EXERCISE
Your task is to output the entries below word for word.

SUPPLIED INFORMATION

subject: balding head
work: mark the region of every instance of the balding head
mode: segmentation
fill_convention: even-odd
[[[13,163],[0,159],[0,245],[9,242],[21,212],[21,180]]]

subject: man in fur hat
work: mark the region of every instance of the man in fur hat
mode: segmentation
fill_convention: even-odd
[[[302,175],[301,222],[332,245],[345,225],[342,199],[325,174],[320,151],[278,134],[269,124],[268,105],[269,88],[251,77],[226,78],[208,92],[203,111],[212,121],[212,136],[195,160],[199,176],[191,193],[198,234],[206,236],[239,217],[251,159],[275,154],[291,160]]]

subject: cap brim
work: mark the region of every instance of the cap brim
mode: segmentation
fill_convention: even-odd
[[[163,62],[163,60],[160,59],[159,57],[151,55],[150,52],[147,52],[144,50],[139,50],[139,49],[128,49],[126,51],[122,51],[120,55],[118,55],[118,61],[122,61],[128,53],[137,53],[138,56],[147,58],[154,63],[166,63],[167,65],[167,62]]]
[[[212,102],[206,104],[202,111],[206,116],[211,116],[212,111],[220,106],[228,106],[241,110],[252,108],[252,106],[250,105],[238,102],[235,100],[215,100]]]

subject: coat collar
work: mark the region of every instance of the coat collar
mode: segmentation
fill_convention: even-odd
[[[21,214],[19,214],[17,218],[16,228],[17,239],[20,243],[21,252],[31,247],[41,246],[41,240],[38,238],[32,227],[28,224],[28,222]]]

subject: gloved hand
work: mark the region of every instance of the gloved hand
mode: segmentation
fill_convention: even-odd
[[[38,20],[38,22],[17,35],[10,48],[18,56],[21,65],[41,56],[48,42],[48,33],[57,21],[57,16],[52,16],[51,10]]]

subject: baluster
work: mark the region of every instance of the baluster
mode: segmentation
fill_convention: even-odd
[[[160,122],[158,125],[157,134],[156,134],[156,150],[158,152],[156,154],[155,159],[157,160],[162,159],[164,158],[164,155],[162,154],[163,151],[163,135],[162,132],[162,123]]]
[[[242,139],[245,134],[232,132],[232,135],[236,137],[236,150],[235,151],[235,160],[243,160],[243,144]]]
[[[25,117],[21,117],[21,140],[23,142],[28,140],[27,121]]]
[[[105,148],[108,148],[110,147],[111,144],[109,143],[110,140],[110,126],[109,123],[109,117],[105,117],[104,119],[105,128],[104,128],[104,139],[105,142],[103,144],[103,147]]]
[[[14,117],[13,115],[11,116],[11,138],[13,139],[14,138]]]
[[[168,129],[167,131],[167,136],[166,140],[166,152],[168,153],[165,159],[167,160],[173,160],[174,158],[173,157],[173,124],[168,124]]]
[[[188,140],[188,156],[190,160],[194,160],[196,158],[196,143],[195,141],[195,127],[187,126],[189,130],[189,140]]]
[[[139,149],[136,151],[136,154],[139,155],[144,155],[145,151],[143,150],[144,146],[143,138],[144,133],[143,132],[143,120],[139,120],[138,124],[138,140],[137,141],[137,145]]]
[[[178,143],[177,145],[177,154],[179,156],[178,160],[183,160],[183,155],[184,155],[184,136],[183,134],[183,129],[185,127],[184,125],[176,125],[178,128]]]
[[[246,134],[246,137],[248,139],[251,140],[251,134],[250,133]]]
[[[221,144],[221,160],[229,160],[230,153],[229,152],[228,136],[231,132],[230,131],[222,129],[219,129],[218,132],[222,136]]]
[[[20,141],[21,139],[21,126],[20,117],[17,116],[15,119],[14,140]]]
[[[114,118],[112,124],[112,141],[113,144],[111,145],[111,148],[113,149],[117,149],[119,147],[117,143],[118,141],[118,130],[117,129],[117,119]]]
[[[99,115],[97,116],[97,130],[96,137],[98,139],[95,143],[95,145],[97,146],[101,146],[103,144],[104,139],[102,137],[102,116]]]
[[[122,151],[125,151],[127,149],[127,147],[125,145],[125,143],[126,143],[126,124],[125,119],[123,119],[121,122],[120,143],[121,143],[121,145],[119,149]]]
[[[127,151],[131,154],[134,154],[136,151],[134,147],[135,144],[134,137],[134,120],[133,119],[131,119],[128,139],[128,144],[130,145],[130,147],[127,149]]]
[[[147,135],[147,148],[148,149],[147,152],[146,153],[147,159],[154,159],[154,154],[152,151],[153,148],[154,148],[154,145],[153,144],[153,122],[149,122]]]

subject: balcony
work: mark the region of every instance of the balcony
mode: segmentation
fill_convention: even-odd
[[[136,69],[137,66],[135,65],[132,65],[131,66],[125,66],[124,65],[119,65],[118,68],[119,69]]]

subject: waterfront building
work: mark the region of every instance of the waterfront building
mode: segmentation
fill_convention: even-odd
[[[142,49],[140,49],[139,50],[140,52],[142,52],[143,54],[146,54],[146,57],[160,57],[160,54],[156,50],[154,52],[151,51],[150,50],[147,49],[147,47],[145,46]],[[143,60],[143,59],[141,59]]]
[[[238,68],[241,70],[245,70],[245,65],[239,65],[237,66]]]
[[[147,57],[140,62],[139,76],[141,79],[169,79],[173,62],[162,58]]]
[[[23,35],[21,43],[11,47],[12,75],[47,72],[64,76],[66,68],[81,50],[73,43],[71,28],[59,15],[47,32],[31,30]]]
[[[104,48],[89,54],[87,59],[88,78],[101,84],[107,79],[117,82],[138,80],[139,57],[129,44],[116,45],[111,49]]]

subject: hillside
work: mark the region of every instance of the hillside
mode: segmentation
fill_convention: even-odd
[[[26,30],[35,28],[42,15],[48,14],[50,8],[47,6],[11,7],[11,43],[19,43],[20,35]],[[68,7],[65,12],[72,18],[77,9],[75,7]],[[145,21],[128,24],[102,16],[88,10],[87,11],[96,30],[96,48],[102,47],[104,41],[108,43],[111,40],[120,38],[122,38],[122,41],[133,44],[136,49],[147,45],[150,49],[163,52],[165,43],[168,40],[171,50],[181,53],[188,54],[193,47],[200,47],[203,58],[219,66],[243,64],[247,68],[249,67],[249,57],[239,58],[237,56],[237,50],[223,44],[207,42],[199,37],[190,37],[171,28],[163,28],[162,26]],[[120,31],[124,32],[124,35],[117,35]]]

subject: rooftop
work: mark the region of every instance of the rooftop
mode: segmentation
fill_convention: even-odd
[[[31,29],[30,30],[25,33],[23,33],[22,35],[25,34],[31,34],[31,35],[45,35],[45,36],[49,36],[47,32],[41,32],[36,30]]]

OUTPUT OF THE TASK
subject: balding head
work: mark the region of every instance of the balding head
mode: segmentation
fill_convention: even-odd
[[[13,163],[0,159],[0,245],[9,242],[21,212],[21,180]]]

subject: man in fur hat
work: mark the region of every instance of the man in fur hat
mode: segmentation
fill_convention: even-odd
[[[302,175],[301,222],[332,245],[345,225],[342,199],[325,174],[320,151],[278,134],[269,124],[268,105],[269,88],[251,77],[226,78],[208,92],[203,111],[212,121],[212,136],[195,160],[199,176],[191,193],[198,234],[206,236],[239,217],[251,159],[275,154],[291,160]]]

subject: cap brim
work: mark the region of every instance of the cap brim
mode: segmentation
fill_convention: even-odd
[[[163,62],[163,60],[160,59],[159,57],[151,55],[150,52],[147,52],[144,50],[139,50],[139,49],[128,49],[126,51],[122,51],[120,55],[118,55],[118,61],[122,61],[128,53],[137,53],[138,56],[147,58],[154,63],[166,63],[167,65],[167,62]]]
[[[212,102],[206,104],[202,111],[206,116],[211,116],[212,111],[220,106],[228,106],[241,110],[252,108],[252,106],[250,105],[238,102],[235,100],[215,100]]]

subject: coat collar
work: mark the region of every instance of the coat collar
mode: segmentation
fill_convention: even-odd
[[[21,214],[19,214],[17,218],[16,228],[17,239],[20,243],[21,252],[31,247],[41,246],[41,240],[38,238],[32,227],[28,224],[28,222]]]

subject: gloved hand
work: mark the region of every instance of the gloved hand
mode: segmentation
fill_convention: even-odd
[[[38,20],[38,22],[17,35],[10,48],[18,56],[21,65],[41,56],[48,42],[48,33],[57,21],[57,16],[52,16],[51,10]]]

subject: baluster
work: mark the region of every instance of the baluster
mode: segmentation
fill_convention: even-odd
[[[160,122],[158,125],[157,134],[156,134],[156,150],[158,152],[156,154],[155,159],[157,160],[162,159],[164,158],[164,155],[162,154],[163,151],[163,135],[162,132],[162,123]]]
[[[242,139],[245,134],[232,132],[232,135],[236,137],[236,150],[235,151],[235,160],[243,160],[243,144]]]
[[[25,117],[21,117],[21,140],[23,142],[28,140],[27,121]]]
[[[105,148],[108,148],[110,147],[111,144],[109,143],[110,140],[110,126],[109,123],[109,117],[105,117],[104,119],[105,128],[104,128],[104,139],[105,142],[103,144],[103,147]]]
[[[14,117],[13,115],[11,116],[11,138],[13,139],[14,138]]]
[[[168,129],[167,131],[167,136],[166,140],[166,152],[168,153],[165,159],[167,160],[173,160],[174,158],[173,157],[173,124],[168,124]]]
[[[188,140],[188,156],[190,160],[194,160],[196,158],[196,143],[195,141],[195,127],[187,126],[189,130],[189,140]]]
[[[139,149],[136,151],[136,154],[139,155],[144,155],[145,151],[143,150],[144,146],[143,138],[144,133],[143,132],[143,120],[139,120],[138,124],[138,140],[137,141],[137,145]]]
[[[178,143],[177,145],[177,154],[179,156],[178,160],[183,160],[183,155],[184,155],[184,136],[183,134],[183,129],[185,127],[184,125],[176,125],[178,128]]]
[[[246,134],[246,137],[248,139],[251,140],[251,134],[250,133]]]
[[[221,144],[221,160],[229,160],[230,153],[229,152],[228,136],[231,132],[230,131],[222,129],[219,129],[218,132],[222,136]]]
[[[20,141],[21,139],[21,126],[20,117],[17,116],[15,119],[14,140]]]
[[[114,118],[112,124],[112,141],[113,144],[111,145],[111,148],[113,149],[117,149],[119,147],[117,143],[118,141],[118,130],[117,129],[117,119]]]
[[[99,115],[97,116],[97,130],[96,137],[98,139],[95,143],[95,145],[97,146],[101,146],[103,144],[104,139],[102,137],[102,116]]]
[[[122,151],[125,151],[127,149],[127,147],[125,145],[125,143],[126,143],[126,124],[125,119],[123,119],[121,122],[120,143],[121,143],[121,145],[119,149]]]
[[[127,151],[131,154],[134,154],[136,151],[134,147],[135,144],[134,137],[134,120],[133,119],[131,119],[128,139],[128,144],[130,145],[130,147],[127,149]]]
[[[147,135],[147,148],[148,149],[147,152],[146,153],[147,159],[154,159],[154,154],[152,151],[153,148],[154,148],[154,145],[153,144],[153,122],[149,122]]]

subject: balcony
work: mark the region of every instance of the balcony
mode: segmentation
fill_convention: even-odd
[[[136,69],[137,66],[135,65],[132,65],[131,66],[125,66],[124,65],[119,65],[118,68],[119,69]]]

subject: waterfront building
work: mark the region of every instance of the waterfront building
mode: segmentation
fill_convention: even-odd
[[[142,49],[140,49],[139,50],[140,52],[142,52],[143,54],[146,54],[146,57],[160,57],[160,54],[156,50],[154,52],[151,51],[150,50],[147,49],[147,47],[145,46]],[[143,60],[143,59],[141,59]]]
[[[238,68],[241,70],[245,70],[245,65],[239,65],[237,66]]]
[[[147,57],[140,62],[139,76],[141,79],[169,79],[173,62],[162,58]]]
[[[23,35],[21,43],[11,47],[12,75],[47,72],[64,76],[66,68],[81,50],[73,43],[71,28],[59,15],[47,32],[31,30]]]
[[[104,48],[89,54],[87,59],[88,78],[101,84],[107,79],[117,82],[138,80],[139,57],[129,44],[116,45],[111,49]]]

subject: hillside
work: mark the region of every instance of the hillside
mode: segmentation
fill_convention: even-odd
[[[26,30],[35,28],[42,15],[48,14],[50,8],[47,6],[11,7],[11,43],[19,43],[20,35]],[[68,7],[65,12],[72,18],[77,9],[75,7]],[[145,21],[128,24],[102,16],[88,10],[87,11],[96,30],[96,48],[102,47],[104,41],[108,43],[111,40],[120,38],[122,38],[122,41],[133,44],[136,49],[147,45],[150,49],[163,52],[165,43],[168,40],[171,50],[181,53],[188,54],[193,47],[200,47],[203,58],[219,66],[243,64],[247,68],[249,67],[249,57],[239,58],[237,56],[237,50],[223,44],[207,42],[199,37],[190,37],[171,28],[163,28],[162,26]],[[120,31],[124,32],[124,35],[117,35]]]

subject: rooftop
work: mark the region of every instance of the rooftop
mode: segmentation
fill_convention: even-odd
[[[31,29],[30,30],[25,33],[23,33],[22,35],[25,34],[31,34],[31,35],[45,35],[45,36],[49,36],[47,32],[41,32],[36,30]]]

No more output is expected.